Dataset entries:
____
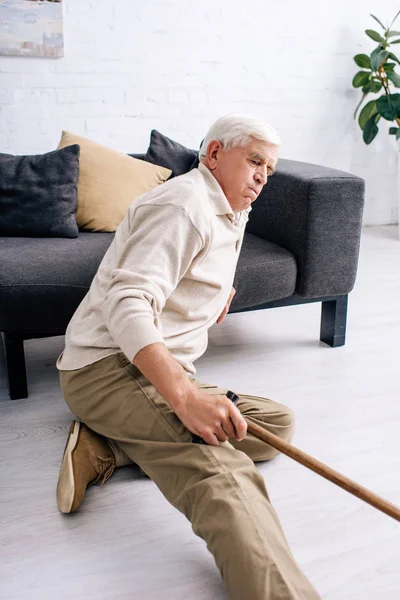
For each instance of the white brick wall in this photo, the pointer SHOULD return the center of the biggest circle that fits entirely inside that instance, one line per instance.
(176, 65)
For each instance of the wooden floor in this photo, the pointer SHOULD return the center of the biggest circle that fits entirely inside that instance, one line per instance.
(127, 542)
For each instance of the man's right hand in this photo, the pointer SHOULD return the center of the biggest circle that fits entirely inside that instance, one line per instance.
(214, 418)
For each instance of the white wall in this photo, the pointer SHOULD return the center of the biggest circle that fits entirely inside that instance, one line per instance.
(131, 66)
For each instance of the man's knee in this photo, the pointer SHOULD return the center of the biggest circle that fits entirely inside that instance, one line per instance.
(286, 424)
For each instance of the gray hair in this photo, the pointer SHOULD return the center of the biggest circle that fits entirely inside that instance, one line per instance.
(236, 131)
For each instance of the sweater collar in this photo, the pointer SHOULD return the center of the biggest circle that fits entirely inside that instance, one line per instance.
(218, 199)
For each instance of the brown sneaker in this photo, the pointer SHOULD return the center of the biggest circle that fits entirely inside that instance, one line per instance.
(87, 459)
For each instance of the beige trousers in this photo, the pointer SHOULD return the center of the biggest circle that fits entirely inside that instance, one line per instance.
(218, 488)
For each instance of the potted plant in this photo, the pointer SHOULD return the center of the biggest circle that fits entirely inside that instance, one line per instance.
(378, 74)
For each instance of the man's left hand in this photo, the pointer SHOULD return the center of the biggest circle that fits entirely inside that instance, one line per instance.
(227, 305)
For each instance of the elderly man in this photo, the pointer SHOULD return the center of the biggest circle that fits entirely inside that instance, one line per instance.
(127, 368)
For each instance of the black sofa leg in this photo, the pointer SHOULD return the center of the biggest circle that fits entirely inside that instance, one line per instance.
(15, 361)
(333, 321)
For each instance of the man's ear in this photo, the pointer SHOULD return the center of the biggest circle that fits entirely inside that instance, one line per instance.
(213, 151)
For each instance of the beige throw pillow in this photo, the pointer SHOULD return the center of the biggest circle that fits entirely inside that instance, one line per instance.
(108, 182)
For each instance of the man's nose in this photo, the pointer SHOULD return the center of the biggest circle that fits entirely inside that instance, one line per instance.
(261, 176)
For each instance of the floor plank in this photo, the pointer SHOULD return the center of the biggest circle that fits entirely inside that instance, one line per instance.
(128, 542)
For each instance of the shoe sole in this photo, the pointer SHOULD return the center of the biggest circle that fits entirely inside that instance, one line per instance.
(66, 480)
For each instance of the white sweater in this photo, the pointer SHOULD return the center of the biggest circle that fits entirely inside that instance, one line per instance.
(165, 278)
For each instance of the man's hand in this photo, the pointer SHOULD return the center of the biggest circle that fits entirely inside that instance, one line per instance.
(227, 305)
(213, 418)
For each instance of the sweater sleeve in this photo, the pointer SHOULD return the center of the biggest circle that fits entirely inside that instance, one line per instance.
(160, 248)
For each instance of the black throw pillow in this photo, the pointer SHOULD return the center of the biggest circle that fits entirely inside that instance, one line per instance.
(38, 194)
(170, 154)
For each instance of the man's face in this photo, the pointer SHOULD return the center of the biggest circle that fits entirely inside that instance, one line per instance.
(242, 172)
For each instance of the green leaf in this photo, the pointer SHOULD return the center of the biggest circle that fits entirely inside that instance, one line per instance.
(374, 35)
(363, 61)
(389, 106)
(378, 56)
(360, 78)
(367, 112)
(372, 86)
(394, 57)
(394, 78)
(378, 21)
(358, 105)
(370, 129)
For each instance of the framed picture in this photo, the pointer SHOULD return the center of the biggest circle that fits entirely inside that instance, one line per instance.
(31, 28)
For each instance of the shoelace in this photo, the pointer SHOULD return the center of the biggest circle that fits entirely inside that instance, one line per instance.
(109, 466)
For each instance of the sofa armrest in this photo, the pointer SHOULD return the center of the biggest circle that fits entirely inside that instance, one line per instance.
(316, 214)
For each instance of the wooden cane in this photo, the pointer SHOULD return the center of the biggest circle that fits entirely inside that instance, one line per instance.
(322, 469)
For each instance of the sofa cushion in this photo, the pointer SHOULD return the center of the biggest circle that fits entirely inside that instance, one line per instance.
(170, 154)
(108, 182)
(265, 272)
(44, 296)
(38, 194)
(42, 292)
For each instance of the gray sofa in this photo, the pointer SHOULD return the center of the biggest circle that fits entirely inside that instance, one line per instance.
(301, 245)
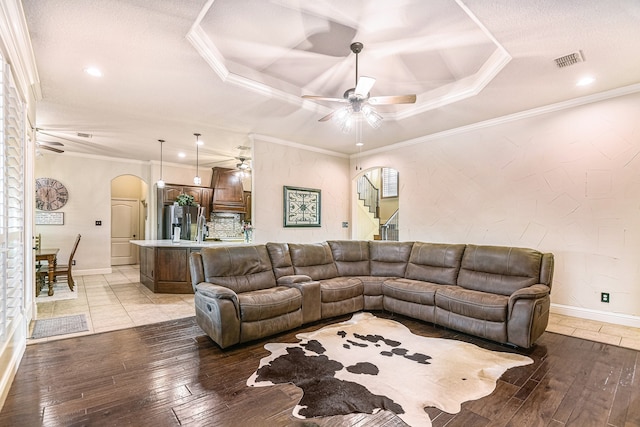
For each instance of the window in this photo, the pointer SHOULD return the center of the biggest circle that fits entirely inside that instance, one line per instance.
(389, 182)
(12, 131)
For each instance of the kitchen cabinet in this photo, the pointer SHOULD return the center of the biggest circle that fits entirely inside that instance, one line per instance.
(228, 193)
(201, 196)
(166, 270)
(164, 265)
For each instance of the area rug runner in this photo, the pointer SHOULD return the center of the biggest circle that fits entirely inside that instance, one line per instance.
(59, 326)
(61, 293)
(368, 364)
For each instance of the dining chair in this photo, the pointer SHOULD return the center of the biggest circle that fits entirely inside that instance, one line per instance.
(65, 269)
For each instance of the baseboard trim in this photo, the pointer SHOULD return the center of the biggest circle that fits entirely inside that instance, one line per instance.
(93, 271)
(600, 316)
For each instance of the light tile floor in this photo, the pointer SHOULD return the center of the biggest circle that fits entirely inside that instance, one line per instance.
(623, 336)
(115, 301)
(118, 300)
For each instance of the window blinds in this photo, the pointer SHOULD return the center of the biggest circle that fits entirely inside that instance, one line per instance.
(12, 131)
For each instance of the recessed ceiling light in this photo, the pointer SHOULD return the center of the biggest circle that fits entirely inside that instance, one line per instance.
(585, 81)
(93, 71)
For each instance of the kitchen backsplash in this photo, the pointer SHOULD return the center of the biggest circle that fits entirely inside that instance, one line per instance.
(225, 225)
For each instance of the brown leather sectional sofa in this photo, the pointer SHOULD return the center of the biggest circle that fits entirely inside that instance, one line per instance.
(248, 292)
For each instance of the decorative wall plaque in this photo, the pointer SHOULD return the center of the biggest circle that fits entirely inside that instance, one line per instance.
(301, 207)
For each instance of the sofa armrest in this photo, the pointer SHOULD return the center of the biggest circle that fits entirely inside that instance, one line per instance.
(530, 292)
(212, 290)
(218, 313)
(294, 278)
(311, 299)
(528, 314)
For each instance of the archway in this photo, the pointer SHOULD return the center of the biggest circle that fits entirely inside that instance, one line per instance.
(376, 212)
(128, 217)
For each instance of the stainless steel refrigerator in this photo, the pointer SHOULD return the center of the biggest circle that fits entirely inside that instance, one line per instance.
(185, 217)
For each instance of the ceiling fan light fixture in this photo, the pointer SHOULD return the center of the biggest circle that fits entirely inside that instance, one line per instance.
(344, 118)
(371, 116)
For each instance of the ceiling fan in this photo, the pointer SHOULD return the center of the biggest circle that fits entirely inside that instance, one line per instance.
(50, 145)
(359, 100)
(242, 166)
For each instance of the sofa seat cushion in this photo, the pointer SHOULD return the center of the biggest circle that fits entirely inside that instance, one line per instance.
(409, 290)
(351, 257)
(474, 304)
(499, 269)
(313, 259)
(340, 289)
(268, 303)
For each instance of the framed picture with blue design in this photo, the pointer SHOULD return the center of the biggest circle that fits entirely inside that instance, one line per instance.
(301, 207)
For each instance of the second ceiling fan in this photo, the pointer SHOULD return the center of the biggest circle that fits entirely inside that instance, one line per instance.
(359, 100)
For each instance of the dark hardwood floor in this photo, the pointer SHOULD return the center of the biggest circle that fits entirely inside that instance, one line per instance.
(172, 374)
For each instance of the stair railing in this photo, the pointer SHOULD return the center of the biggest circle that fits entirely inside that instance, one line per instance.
(389, 230)
(369, 194)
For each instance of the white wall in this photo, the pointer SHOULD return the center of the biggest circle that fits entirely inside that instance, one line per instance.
(566, 182)
(277, 164)
(88, 180)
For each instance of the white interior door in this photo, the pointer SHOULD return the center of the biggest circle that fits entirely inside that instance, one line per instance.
(124, 227)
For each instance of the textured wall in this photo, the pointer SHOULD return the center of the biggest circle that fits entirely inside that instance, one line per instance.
(276, 165)
(566, 182)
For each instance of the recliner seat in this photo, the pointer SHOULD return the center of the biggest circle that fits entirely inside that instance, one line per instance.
(248, 292)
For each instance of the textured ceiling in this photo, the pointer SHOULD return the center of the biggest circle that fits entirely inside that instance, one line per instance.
(230, 68)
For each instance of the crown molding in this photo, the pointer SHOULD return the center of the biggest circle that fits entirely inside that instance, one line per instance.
(551, 108)
(15, 45)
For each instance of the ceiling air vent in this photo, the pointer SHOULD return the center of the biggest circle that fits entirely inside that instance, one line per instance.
(572, 58)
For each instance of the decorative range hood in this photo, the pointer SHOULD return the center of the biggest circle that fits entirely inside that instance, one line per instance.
(228, 193)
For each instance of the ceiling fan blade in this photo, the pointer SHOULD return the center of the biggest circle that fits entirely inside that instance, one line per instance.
(55, 150)
(324, 98)
(53, 143)
(393, 99)
(327, 117)
(364, 85)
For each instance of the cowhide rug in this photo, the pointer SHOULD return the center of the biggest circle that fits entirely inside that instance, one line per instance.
(368, 364)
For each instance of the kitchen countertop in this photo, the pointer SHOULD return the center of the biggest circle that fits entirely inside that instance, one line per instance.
(185, 243)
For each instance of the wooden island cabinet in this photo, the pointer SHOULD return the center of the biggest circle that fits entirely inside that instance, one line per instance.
(164, 265)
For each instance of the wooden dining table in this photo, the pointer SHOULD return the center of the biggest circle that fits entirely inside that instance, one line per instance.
(50, 255)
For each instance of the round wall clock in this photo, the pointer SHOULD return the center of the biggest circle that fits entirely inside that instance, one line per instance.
(51, 194)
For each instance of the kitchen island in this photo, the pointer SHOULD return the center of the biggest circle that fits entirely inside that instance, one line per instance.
(164, 264)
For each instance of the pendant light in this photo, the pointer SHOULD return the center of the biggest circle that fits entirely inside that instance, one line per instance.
(196, 179)
(160, 182)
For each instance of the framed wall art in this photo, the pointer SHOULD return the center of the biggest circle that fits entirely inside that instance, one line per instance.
(301, 207)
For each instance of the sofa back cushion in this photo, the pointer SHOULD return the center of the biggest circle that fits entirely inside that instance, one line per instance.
(389, 258)
(435, 262)
(313, 259)
(499, 269)
(351, 257)
(280, 259)
(239, 268)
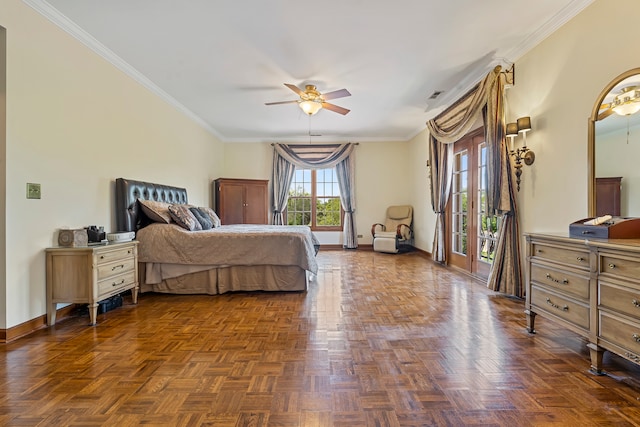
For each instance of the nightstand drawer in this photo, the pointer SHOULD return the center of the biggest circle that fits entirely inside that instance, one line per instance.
(105, 256)
(620, 332)
(564, 281)
(116, 283)
(119, 267)
(572, 257)
(562, 307)
(620, 298)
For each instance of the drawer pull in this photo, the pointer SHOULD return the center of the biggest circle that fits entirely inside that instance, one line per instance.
(563, 308)
(633, 357)
(563, 281)
(114, 284)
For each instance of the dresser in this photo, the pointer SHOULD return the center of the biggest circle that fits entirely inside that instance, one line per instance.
(86, 275)
(241, 201)
(591, 287)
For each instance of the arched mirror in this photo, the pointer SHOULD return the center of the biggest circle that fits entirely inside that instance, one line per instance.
(614, 148)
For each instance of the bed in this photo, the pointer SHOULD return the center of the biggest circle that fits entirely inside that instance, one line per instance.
(222, 259)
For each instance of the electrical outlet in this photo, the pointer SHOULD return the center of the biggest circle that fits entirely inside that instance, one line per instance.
(33, 190)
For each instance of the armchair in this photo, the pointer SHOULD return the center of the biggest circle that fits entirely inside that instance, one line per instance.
(396, 234)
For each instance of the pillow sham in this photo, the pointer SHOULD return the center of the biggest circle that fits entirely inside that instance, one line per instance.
(184, 218)
(202, 218)
(156, 211)
(212, 214)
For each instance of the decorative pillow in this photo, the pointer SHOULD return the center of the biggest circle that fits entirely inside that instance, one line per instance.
(184, 218)
(212, 214)
(156, 211)
(203, 218)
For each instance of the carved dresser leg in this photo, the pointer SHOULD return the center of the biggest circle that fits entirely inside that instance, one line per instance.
(531, 317)
(596, 358)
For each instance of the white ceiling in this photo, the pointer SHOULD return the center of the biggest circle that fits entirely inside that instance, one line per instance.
(219, 61)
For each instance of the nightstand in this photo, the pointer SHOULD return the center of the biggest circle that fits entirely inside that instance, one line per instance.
(88, 274)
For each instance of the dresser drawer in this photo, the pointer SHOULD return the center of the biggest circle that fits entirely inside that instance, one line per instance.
(562, 281)
(619, 298)
(106, 256)
(115, 284)
(620, 332)
(564, 308)
(611, 265)
(115, 268)
(572, 257)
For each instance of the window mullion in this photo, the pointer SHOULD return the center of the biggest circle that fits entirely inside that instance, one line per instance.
(314, 194)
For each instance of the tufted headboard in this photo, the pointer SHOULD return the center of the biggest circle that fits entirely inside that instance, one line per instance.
(128, 191)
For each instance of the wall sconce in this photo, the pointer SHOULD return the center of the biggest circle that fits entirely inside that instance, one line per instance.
(523, 154)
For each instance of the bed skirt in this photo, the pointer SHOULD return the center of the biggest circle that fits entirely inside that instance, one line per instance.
(229, 279)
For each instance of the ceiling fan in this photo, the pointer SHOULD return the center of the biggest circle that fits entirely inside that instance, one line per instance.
(311, 101)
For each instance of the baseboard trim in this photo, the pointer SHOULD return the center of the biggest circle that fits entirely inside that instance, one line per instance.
(340, 247)
(30, 326)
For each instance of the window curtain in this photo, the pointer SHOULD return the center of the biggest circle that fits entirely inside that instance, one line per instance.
(486, 99)
(281, 177)
(321, 156)
(441, 156)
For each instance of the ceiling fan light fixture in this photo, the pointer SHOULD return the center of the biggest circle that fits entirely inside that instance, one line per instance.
(627, 102)
(310, 107)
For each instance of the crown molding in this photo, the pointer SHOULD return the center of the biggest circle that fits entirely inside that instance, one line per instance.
(57, 18)
(548, 28)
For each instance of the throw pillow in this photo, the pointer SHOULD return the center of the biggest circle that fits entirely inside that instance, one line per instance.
(156, 211)
(212, 214)
(203, 218)
(184, 218)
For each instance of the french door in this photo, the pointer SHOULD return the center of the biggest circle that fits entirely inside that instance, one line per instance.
(472, 234)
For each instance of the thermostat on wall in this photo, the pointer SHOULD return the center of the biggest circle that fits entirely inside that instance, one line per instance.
(124, 236)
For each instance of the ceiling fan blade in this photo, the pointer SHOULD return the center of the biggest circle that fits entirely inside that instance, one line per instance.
(335, 108)
(294, 88)
(605, 114)
(280, 102)
(335, 94)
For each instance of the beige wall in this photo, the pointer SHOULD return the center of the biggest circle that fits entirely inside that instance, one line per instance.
(74, 124)
(557, 84)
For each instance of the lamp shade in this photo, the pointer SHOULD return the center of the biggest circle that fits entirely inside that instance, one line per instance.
(512, 129)
(310, 107)
(524, 124)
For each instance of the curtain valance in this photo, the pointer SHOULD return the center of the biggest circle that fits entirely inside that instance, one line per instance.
(314, 156)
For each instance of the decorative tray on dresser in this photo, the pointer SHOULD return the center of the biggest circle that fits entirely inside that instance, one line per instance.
(591, 286)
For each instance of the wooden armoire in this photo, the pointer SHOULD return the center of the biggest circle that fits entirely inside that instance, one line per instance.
(241, 201)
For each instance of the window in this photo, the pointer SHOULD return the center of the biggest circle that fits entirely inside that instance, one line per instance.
(314, 200)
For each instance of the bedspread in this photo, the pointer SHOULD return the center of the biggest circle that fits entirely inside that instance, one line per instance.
(241, 244)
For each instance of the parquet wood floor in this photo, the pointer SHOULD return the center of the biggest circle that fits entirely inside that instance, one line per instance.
(378, 340)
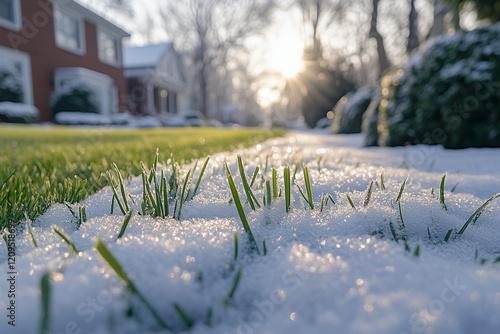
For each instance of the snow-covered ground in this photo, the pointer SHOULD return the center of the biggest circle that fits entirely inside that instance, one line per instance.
(336, 271)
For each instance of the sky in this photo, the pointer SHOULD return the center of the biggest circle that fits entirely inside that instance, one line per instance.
(279, 49)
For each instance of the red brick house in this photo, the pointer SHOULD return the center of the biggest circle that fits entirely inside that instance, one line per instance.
(52, 42)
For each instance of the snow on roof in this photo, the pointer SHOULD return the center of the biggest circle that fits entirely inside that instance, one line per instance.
(144, 56)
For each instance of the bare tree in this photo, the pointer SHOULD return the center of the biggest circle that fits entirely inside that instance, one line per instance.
(438, 24)
(213, 33)
(413, 41)
(318, 15)
(383, 60)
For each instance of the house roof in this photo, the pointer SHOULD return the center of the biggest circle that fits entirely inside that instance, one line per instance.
(91, 16)
(144, 56)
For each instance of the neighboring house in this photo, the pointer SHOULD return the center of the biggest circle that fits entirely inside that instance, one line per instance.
(52, 42)
(156, 79)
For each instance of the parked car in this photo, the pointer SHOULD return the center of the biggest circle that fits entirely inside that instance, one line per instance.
(193, 118)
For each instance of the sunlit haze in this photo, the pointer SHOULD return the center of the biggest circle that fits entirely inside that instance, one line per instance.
(286, 57)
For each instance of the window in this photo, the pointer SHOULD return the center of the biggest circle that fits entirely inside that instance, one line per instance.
(10, 14)
(104, 88)
(19, 63)
(69, 32)
(108, 48)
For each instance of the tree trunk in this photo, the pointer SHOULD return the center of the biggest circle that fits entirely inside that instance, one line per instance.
(456, 16)
(413, 41)
(383, 60)
(440, 11)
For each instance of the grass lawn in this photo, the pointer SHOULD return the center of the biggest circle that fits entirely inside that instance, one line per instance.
(58, 164)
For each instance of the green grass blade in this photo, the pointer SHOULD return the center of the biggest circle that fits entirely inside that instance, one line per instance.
(286, 176)
(401, 215)
(393, 231)
(166, 208)
(128, 216)
(155, 165)
(183, 194)
(302, 193)
(115, 193)
(350, 201)
(447, 237)
(7, 179)
(308, 188)
(275, 184)
(441, 193)
(252, 200)
(235, 245)
(66, 239)
(331, 199)
(45, 317)
(122, 187)
(118, 269)
(475, 216)
(241, 212)
(401, 190)
(368, 195)
(32, 236)
(201, 175)
(71, 210)
(297, 165)
(148, 188)
(269, 193)
(189, 323)
(82, 215)
(417, 251)
(208, 317)
(159, 207)
(113, 204)
(324, 200)
(254, 177)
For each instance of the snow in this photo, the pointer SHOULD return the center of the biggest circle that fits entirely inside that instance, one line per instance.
____
Print the line containing "For each instance of the house" and every line after it to the end of the records above, exactly as written, and nothing else.

TASK OUTPUT
For each instance of the house roof in this photo, the pointer SHOULD return the center of the biggest circle that fits entirely inside that instance, one line per instance.
(91, 16)
(144, 56)
For each instance of the neighboring house in this photo, the pointer SHOULD return the center of the biggest circle that fits entirely inside that instance, one line per instance.
(52, 42)
(156, 79)
For each instance of the parked car in this photo, the pointer SHOULD return the center of the biggest circle that fits entirely inside that instance, one line per instance.
(193, 118)
For each instance of the sunlit haze in this photo, the pointer SHOULD return the center of the biggest circle that fits entirely inside that instance, one line per instance.
(286, 57)
For each instance of the window in this photo, the pointer SHOULD return the center of the biggest circle that fits entirely inside that instance, one line per instance.
(10, 14)
(104, 88)
(19, 63)
(69, 32)
(108, 48)
For each instance of the tree trunk in this photo, the pointer SHOULD return the center of the biggest circle that fits entirely inside that instance, one line per instance.
(456, 16)
(413, 41)
(383, 60)
(440, 11)
For each instance of the grass lawn in this photo, the pointer SHOULD return the center of the biggest circle that fits entirely inside that instance, one line per instance.
(58, 164)
For each instance of the green grass blade in this photo, the pointer SHOULD return the center of the biggest circle that fits entirely inside that instance, one line per instance.
(286, 176)
(401, 215)
(393, 231)
(166, 208)
(128, 216)
(155, 165)
(183, 194)
(302, 193)
(115, 193)
(350, 201)
(447, 237)
(7, 179)
(308, 188)
(275, 184)
(441, 193)
(252, 200)
(235, 245)
(66, 239)
(331, 199)
(45, 317)
(122, 187)
(118, 269)
(475, 216)
(241, 212)
(401, 190)
(368, 195)
(32, 236)
(201, 175)
(71, 210)
(297, 165)
(148, 188)
(269, 193)
(189, 323)
(82, 215)
(417, 251)
(208, 317)
(159, 207)
(113, 204)
(324, 200)
(254, 177)
For each instance of the snow in this photo, the pointer SHOULD return the center of the biggest circle that fits entirely inside that instance, one line per instance.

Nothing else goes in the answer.